# DATA RECORDS
■ ■ ■ ■ ■
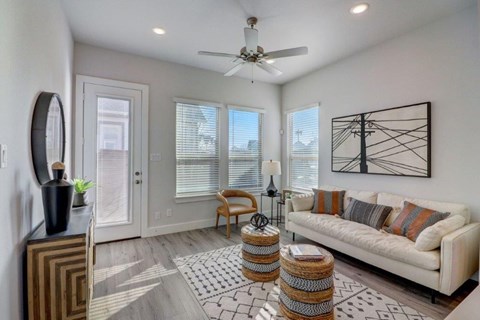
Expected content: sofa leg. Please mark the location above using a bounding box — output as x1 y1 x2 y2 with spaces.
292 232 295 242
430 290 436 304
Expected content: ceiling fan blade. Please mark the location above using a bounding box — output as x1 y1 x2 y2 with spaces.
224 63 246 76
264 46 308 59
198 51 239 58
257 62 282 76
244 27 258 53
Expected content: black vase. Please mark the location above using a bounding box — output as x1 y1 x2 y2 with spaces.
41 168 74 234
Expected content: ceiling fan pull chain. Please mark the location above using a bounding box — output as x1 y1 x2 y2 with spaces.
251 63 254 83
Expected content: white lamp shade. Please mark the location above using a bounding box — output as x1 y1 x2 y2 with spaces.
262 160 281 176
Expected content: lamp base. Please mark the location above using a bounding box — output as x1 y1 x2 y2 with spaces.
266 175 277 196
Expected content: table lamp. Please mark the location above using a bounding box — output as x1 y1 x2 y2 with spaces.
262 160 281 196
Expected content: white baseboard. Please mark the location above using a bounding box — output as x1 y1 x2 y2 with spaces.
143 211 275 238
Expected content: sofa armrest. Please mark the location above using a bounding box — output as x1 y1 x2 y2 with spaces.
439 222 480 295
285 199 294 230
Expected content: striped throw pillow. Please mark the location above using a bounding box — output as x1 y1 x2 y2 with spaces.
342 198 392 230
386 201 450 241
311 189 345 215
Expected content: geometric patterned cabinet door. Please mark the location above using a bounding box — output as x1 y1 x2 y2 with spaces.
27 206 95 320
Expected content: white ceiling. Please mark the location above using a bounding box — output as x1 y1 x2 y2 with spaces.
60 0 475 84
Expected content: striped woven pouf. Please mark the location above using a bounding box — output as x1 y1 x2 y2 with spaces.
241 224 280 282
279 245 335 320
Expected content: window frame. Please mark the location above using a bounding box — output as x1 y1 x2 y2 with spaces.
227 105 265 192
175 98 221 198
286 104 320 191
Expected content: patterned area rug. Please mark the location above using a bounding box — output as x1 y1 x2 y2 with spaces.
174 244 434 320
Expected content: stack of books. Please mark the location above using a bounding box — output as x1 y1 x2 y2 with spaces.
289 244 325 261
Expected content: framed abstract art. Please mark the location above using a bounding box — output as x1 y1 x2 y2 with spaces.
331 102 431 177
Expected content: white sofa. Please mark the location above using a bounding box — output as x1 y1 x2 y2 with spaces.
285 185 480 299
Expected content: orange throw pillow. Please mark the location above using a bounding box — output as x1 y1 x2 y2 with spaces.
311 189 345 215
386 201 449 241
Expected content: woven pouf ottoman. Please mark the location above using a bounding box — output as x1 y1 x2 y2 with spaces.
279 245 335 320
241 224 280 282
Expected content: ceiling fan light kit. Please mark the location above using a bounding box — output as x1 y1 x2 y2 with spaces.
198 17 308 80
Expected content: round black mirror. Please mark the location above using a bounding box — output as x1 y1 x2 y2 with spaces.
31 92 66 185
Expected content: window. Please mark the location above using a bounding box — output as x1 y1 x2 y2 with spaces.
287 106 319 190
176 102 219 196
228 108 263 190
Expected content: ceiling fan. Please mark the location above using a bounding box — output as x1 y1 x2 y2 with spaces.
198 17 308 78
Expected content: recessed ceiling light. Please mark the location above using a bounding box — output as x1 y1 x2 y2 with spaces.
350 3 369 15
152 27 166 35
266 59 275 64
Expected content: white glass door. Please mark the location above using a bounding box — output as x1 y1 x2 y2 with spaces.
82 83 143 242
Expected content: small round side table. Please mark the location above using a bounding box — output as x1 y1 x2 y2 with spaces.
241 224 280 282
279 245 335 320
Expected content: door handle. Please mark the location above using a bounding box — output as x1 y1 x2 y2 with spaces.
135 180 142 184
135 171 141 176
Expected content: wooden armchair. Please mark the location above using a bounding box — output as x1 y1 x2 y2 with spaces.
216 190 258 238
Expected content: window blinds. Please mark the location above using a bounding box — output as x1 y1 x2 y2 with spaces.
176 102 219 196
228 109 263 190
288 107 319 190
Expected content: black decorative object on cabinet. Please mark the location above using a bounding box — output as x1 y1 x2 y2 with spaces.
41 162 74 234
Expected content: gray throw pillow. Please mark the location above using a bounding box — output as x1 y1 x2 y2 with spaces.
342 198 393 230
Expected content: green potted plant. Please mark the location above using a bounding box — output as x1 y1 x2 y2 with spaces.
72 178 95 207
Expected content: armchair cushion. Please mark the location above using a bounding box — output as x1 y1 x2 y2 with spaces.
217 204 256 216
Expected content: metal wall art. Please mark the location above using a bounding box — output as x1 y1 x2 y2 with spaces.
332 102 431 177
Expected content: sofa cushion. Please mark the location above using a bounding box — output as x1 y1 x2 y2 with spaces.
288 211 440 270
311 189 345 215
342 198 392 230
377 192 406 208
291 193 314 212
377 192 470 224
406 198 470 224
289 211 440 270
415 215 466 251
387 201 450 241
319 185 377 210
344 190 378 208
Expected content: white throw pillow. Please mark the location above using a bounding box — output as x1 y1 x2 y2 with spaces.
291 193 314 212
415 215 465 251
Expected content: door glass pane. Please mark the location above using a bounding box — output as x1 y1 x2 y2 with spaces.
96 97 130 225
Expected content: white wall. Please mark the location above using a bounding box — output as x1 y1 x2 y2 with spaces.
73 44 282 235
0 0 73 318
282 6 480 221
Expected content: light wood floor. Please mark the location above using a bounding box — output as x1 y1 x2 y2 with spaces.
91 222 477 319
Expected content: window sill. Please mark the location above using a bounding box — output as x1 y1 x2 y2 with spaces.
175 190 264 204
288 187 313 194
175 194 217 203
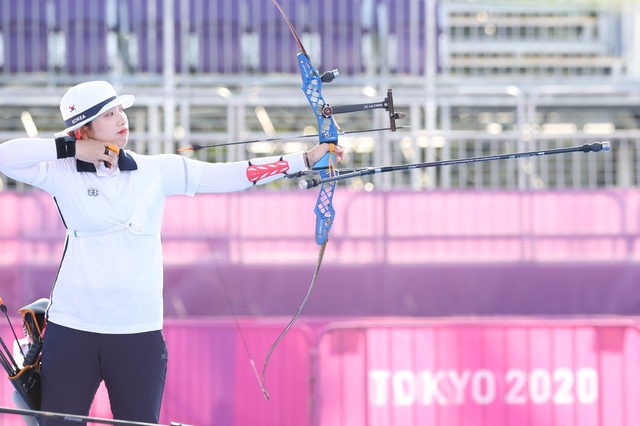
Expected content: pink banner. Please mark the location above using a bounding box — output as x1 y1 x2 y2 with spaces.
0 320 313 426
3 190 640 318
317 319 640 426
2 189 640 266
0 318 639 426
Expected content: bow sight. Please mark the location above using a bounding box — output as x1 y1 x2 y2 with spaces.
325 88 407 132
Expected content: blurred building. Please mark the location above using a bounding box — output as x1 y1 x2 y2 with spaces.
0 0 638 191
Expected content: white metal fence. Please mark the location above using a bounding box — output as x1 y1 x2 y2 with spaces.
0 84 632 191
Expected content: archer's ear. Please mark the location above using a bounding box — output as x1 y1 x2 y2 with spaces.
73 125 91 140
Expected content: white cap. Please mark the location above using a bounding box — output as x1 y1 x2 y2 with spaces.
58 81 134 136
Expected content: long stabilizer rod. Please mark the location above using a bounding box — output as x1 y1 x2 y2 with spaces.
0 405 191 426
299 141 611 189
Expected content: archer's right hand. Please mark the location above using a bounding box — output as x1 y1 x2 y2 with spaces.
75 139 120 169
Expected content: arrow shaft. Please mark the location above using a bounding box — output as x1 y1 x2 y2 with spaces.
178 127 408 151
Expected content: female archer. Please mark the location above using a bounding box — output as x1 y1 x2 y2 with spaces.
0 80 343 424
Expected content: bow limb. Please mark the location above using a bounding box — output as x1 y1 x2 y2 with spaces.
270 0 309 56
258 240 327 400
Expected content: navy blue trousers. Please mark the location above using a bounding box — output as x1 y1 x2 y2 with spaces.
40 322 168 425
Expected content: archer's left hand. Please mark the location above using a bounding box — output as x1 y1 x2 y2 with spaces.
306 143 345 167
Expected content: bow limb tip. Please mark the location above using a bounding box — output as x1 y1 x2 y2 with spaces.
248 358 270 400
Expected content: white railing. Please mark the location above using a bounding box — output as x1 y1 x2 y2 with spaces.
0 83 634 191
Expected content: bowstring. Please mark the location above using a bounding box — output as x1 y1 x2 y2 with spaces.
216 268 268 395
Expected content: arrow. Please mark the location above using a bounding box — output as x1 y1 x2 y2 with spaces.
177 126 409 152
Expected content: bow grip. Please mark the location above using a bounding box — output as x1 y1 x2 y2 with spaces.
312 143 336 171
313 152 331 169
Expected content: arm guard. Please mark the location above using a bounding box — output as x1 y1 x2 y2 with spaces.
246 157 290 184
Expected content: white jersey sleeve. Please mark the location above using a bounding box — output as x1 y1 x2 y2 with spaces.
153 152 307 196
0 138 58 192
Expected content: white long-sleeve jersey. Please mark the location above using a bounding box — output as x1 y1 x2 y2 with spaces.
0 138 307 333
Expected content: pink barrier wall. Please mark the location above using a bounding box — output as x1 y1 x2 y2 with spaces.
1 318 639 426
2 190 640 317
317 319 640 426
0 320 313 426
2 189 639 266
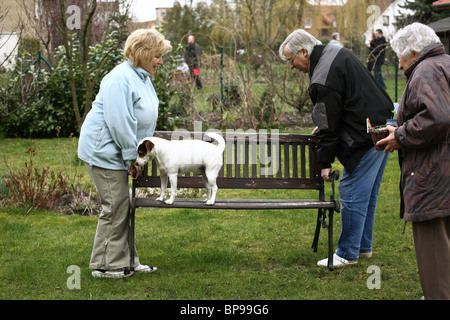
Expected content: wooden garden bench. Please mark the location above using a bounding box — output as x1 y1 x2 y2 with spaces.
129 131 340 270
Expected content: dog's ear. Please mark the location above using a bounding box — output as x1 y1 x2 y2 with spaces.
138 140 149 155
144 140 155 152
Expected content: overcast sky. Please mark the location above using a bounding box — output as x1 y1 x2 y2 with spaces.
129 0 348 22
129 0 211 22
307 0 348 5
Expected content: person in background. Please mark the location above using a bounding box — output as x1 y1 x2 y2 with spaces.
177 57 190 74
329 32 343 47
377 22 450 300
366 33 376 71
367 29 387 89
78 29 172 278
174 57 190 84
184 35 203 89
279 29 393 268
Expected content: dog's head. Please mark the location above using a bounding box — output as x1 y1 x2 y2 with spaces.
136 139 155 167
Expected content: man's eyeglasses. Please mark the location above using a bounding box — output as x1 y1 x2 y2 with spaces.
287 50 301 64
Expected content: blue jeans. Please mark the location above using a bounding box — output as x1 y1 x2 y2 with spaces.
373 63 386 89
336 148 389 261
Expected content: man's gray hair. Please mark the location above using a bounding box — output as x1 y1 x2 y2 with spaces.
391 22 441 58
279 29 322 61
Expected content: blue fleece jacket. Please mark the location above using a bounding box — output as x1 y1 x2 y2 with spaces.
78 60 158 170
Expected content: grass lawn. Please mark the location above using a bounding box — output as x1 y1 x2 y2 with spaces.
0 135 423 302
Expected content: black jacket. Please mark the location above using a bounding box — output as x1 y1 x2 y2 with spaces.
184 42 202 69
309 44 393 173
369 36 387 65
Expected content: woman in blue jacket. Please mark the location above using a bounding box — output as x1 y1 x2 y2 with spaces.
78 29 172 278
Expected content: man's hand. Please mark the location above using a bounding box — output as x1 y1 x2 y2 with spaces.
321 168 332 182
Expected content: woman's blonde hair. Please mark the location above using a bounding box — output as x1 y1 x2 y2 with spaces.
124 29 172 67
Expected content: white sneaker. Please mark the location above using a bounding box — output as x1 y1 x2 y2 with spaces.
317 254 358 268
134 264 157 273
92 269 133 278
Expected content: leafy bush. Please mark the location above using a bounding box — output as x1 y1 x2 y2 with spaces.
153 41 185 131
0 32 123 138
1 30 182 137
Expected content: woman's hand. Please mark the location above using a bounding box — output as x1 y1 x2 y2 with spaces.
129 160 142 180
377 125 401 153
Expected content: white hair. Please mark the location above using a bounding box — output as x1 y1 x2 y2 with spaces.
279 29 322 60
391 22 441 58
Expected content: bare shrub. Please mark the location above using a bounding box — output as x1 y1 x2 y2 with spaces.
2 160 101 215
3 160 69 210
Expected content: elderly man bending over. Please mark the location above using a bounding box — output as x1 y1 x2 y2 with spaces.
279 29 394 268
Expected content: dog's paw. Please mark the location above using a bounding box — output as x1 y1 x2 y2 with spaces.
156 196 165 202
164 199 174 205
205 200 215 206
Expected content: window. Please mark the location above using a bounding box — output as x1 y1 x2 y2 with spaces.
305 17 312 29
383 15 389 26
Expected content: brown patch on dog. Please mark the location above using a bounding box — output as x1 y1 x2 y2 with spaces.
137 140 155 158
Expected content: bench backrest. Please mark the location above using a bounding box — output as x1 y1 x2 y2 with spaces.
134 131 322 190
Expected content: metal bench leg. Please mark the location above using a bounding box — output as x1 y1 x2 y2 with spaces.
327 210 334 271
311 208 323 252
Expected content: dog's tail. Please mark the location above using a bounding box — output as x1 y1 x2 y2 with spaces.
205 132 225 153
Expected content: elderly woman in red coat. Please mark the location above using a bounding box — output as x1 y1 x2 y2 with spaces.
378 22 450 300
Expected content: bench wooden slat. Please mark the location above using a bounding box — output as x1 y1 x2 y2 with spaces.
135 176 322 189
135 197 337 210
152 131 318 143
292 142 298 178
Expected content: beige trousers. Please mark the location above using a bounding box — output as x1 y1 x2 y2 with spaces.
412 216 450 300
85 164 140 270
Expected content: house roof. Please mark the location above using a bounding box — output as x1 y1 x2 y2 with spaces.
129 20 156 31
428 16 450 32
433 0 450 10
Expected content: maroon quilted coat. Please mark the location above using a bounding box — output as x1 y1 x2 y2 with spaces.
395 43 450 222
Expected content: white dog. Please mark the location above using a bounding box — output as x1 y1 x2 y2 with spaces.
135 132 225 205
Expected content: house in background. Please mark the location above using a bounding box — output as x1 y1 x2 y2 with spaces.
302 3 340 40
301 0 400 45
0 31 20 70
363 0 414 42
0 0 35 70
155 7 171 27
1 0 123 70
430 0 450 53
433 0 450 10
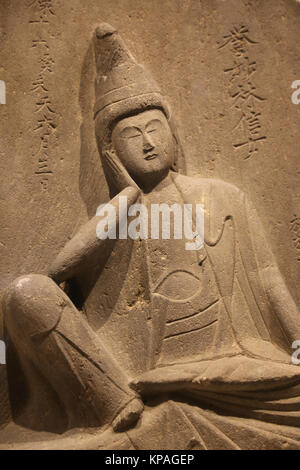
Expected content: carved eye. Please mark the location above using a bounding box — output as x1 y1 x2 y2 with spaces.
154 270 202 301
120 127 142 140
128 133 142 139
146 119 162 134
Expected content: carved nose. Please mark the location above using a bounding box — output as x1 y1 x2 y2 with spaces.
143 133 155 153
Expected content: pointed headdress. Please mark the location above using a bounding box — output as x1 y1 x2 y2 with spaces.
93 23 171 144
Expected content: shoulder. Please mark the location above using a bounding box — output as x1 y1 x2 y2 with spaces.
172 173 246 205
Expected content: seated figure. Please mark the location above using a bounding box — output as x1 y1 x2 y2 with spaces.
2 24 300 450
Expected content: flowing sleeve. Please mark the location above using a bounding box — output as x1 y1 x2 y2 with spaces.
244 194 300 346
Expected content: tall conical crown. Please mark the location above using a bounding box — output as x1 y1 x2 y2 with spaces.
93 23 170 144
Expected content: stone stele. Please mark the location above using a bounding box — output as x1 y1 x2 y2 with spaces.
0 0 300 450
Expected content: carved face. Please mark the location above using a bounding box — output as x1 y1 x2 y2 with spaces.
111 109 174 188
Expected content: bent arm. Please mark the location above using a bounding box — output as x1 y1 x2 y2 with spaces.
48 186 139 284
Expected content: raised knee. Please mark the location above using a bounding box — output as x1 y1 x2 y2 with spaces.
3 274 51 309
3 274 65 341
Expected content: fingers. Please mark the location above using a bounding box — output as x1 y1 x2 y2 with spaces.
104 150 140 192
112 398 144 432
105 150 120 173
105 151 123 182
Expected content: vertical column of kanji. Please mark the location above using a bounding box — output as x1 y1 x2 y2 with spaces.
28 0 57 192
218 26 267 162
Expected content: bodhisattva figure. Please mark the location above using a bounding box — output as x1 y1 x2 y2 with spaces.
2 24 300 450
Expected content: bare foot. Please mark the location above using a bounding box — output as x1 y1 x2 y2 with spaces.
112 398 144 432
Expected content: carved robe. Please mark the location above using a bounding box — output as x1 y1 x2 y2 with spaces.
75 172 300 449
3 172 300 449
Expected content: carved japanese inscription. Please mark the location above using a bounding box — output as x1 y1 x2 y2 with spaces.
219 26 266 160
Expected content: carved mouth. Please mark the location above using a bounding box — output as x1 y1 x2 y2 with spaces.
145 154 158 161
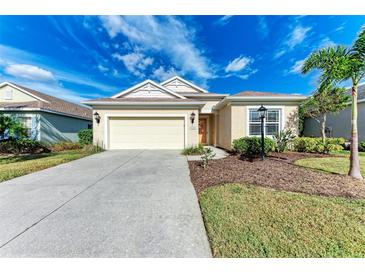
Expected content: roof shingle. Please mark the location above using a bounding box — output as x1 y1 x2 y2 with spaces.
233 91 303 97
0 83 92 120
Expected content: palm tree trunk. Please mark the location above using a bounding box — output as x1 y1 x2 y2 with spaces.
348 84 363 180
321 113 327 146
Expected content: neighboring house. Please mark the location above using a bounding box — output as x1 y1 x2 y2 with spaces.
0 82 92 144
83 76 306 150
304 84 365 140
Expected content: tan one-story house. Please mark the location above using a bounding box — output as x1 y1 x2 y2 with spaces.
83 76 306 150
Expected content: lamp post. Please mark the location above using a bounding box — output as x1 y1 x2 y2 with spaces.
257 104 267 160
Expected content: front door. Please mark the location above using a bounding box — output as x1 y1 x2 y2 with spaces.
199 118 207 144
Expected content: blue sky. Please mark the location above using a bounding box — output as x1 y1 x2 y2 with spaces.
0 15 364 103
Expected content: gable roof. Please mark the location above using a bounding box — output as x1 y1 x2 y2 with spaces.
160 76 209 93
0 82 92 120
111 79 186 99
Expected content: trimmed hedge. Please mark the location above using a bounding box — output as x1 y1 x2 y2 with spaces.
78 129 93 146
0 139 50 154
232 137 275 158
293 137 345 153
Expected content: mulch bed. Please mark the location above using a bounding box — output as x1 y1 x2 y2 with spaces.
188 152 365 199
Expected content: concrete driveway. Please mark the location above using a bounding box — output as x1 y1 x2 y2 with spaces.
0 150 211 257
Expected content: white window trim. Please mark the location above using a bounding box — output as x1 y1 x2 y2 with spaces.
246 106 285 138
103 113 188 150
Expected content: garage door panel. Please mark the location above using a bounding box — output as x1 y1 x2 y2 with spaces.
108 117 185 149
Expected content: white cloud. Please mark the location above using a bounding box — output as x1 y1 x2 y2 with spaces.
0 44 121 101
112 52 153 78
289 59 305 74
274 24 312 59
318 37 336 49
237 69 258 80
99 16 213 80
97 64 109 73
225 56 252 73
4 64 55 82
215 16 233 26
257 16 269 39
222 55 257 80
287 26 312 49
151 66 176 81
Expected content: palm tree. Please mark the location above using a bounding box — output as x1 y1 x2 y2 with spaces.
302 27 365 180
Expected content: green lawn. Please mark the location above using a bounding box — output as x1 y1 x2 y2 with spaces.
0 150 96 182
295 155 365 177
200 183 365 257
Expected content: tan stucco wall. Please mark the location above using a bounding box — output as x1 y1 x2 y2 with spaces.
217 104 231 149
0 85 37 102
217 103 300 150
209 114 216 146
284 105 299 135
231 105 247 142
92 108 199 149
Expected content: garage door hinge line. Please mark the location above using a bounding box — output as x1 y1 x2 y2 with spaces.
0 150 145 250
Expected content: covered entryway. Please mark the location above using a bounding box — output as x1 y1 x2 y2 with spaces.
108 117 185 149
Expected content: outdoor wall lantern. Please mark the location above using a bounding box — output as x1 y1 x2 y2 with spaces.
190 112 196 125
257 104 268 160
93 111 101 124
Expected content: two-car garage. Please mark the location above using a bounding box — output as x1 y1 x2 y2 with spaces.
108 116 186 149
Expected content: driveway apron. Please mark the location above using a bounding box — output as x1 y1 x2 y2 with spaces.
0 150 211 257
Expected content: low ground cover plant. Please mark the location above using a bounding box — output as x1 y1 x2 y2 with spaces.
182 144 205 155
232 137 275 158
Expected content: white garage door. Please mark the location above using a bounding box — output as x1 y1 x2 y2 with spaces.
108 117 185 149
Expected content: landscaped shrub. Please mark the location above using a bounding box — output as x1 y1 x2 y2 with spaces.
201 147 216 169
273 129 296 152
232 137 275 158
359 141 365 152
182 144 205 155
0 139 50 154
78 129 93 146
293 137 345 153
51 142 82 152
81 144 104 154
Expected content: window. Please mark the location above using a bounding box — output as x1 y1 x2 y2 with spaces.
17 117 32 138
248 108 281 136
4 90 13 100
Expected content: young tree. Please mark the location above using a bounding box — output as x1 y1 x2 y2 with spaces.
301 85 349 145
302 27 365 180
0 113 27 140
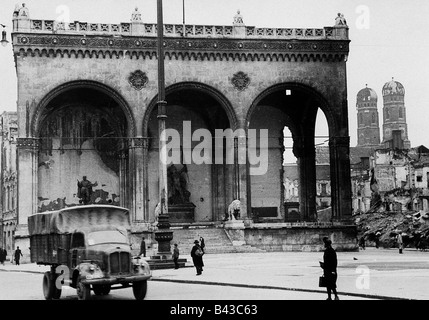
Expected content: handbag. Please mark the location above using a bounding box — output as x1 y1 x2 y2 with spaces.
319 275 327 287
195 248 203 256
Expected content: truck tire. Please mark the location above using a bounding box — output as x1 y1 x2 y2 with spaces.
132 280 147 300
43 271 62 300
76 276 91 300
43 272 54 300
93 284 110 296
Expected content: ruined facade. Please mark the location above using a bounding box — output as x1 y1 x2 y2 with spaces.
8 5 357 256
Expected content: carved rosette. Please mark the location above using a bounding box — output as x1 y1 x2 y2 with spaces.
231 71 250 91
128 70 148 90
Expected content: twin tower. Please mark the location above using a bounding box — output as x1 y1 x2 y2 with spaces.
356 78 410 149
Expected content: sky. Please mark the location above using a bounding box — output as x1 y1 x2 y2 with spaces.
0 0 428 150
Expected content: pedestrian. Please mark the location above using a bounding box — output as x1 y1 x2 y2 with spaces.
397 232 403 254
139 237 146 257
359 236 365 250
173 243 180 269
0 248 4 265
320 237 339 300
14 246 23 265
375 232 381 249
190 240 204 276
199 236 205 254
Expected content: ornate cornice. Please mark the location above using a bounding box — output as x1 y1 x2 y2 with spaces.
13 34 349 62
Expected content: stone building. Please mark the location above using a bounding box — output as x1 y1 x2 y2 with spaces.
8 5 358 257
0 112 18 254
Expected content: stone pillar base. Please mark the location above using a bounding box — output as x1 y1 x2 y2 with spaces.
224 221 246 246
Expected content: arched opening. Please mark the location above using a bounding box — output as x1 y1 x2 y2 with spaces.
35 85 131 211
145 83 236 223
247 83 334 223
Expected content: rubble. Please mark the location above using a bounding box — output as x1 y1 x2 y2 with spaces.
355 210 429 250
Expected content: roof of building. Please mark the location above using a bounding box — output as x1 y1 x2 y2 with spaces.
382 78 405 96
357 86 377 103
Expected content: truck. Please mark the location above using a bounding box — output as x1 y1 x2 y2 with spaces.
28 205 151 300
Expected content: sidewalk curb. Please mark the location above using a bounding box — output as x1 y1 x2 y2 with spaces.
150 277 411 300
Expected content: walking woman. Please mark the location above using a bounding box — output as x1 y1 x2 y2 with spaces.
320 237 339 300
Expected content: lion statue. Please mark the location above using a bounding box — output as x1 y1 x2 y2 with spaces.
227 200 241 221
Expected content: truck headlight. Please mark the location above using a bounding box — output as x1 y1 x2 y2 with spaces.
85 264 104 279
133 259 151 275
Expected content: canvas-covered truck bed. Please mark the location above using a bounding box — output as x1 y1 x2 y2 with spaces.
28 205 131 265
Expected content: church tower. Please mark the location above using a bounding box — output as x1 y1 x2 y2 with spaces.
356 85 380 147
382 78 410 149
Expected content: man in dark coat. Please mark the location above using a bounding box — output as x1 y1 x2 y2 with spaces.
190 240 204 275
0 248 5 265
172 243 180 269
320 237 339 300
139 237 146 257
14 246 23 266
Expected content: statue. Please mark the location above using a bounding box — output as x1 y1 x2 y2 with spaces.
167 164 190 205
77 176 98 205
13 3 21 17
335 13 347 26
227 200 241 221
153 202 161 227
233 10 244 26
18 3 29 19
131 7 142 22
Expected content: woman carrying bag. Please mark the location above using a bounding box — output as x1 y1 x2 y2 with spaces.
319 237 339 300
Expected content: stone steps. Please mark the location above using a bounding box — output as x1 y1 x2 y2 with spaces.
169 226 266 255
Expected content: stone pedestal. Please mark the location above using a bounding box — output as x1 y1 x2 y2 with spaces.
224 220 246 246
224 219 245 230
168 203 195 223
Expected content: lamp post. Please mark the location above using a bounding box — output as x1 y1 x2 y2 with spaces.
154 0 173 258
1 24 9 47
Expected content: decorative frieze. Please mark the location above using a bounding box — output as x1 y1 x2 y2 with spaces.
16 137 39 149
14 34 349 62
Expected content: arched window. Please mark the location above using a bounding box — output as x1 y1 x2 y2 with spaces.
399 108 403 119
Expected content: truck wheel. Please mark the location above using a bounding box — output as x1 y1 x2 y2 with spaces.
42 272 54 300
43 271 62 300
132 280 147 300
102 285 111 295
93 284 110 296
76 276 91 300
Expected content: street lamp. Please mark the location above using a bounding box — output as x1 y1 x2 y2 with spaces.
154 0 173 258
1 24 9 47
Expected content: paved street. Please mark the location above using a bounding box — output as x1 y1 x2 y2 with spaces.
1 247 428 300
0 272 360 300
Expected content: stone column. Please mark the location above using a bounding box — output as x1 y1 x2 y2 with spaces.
■ ■ ■ ■ ■
# WHAT TO WORK ON
Output nothing but the lines from the one containing "Expected content: street" through the last line of the data, exactly as they stand.

# WRITTEN REPLY
Expected content: street lamp. Please mark the location above using a bounding box — output as x1 y1 x2 y2 with spaces.
154 0 173 258
1 24 9 47
Expected content: paved street. Please mark the location above using a bounding box — output as x1 y1 x2 y2 with spaces.
1 247 428 300
0 272 360 300
Expected content: stone column. Please mark the location above using a bounding box — output as x1 y1 x2 y2 with spaces.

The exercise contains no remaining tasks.